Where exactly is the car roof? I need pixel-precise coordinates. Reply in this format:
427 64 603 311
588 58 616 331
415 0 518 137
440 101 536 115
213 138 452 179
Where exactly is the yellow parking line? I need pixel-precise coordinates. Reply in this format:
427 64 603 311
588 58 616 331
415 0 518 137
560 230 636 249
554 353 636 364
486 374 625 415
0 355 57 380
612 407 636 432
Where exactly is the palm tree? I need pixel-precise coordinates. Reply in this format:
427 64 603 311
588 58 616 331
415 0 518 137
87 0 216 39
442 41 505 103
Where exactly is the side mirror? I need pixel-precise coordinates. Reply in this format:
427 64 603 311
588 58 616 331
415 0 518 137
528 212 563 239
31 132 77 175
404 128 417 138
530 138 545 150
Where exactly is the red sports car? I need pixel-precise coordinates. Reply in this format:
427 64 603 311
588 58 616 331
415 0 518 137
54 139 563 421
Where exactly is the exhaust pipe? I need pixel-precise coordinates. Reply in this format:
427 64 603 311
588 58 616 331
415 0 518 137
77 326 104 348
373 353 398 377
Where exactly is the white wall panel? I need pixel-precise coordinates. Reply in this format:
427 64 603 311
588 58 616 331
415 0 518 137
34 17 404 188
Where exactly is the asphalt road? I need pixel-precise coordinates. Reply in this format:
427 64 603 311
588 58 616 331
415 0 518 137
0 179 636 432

+-------+

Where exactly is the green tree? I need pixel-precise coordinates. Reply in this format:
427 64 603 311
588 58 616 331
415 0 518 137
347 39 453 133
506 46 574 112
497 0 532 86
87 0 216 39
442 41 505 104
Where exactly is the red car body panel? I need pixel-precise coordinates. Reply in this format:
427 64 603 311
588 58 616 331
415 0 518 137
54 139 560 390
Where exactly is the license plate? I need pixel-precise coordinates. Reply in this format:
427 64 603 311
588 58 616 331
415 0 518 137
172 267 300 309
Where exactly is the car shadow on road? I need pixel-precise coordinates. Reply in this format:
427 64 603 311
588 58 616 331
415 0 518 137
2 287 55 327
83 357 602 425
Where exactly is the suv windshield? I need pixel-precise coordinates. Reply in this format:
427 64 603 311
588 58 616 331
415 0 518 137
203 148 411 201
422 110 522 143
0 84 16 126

+-------+

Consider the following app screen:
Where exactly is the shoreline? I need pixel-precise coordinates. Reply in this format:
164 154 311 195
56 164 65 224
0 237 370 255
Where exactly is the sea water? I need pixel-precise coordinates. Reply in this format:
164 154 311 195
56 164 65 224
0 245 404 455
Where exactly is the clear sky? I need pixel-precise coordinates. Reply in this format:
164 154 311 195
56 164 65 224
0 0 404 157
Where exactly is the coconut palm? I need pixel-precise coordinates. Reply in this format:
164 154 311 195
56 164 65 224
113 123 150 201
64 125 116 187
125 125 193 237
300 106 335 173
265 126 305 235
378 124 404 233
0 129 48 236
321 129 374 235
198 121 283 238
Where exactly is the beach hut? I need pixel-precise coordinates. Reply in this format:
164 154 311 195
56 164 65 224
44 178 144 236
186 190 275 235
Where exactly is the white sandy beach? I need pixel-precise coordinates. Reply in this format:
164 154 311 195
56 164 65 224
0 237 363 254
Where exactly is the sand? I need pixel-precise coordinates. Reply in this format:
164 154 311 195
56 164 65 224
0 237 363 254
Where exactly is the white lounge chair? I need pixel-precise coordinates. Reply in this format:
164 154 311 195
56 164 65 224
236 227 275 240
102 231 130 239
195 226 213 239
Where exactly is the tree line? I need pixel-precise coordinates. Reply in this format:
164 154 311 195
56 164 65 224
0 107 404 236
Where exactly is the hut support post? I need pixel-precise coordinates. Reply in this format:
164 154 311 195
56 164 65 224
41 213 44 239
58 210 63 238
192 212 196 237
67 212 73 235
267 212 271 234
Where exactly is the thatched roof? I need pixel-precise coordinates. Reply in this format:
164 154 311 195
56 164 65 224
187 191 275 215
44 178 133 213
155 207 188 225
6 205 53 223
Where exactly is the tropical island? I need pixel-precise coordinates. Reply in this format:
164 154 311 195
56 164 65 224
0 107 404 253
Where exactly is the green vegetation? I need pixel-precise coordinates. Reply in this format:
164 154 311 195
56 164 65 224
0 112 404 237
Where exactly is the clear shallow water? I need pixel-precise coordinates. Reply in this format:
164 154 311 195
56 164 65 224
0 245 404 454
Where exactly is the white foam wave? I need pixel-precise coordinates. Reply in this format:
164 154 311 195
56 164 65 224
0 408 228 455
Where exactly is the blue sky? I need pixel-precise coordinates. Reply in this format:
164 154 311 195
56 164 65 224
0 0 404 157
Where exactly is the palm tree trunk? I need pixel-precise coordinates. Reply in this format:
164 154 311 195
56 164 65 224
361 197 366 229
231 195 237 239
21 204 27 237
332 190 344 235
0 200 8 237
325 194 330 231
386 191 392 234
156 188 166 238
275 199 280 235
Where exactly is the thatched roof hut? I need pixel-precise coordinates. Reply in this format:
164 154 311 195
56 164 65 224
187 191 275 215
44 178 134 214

+-------+

#### Exercise details
Copy the lines again, starting at the line that has "Where exactly is the suv" and ending after the line that has "0 84 16 126". Offset each answer box coordinate by 136, and leave the requests and their sample boxes as they are.

#### Exercise result
Where exactly is the suv windshield? I need pixel-precise coordinates. Reply in this format:
427 64 603 311
588 58 616 331
415 0 518 137
339 284 547 337
558 246 658 279
136 220 152 262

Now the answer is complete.